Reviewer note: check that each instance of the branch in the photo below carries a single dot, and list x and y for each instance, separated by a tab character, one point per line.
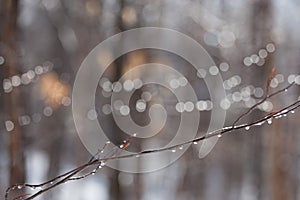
100	159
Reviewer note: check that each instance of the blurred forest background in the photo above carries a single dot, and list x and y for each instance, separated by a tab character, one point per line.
43	43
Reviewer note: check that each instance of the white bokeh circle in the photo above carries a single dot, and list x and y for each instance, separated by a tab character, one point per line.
92	69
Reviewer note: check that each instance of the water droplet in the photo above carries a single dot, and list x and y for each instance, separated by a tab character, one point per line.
269	121
259	123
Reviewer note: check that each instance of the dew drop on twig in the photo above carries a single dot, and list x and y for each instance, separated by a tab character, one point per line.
269	121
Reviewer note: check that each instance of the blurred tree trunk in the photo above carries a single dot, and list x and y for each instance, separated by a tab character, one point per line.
17	163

□ □ □ □ □

= Task instructions =
Nothing but the records above, retyped exactly and stripped of images, should appear in the answer.

= Result of the exercise =
Reviewer note: check that each instance of the branch in the photo below carries a single dot, and list x and y for each instance, separated by a tab character, one point per line.
100	159
Reviewer note: check that each instance of the blurred forest background in the photo above carries a single dot, and list x and y for each instance, separated by a tab character, one point per line.
43	43
Reviewer note: check that each instance of the white bokeh circle in the photo above carries a single dot, and list x and y for each instance, separated by a tab character, one point per line.
92	69
Reviewer note: check that each instance of the water droplet in the photo above carries a single dot, and list x and y for each instance, separated by a tab character, one point per line.
269	121
259	123
Reviewer note: check that each instance of the dew drop on twig in the photo above carries a single dot, and list x and y for each instance, separated by a tab character, one point per line.
269	121
Reviewer note: check that each instance of the blurred tree trunk in the photo above carries a single dot, and list x and y for each instance, separated by a tab character, one point per line.
17	163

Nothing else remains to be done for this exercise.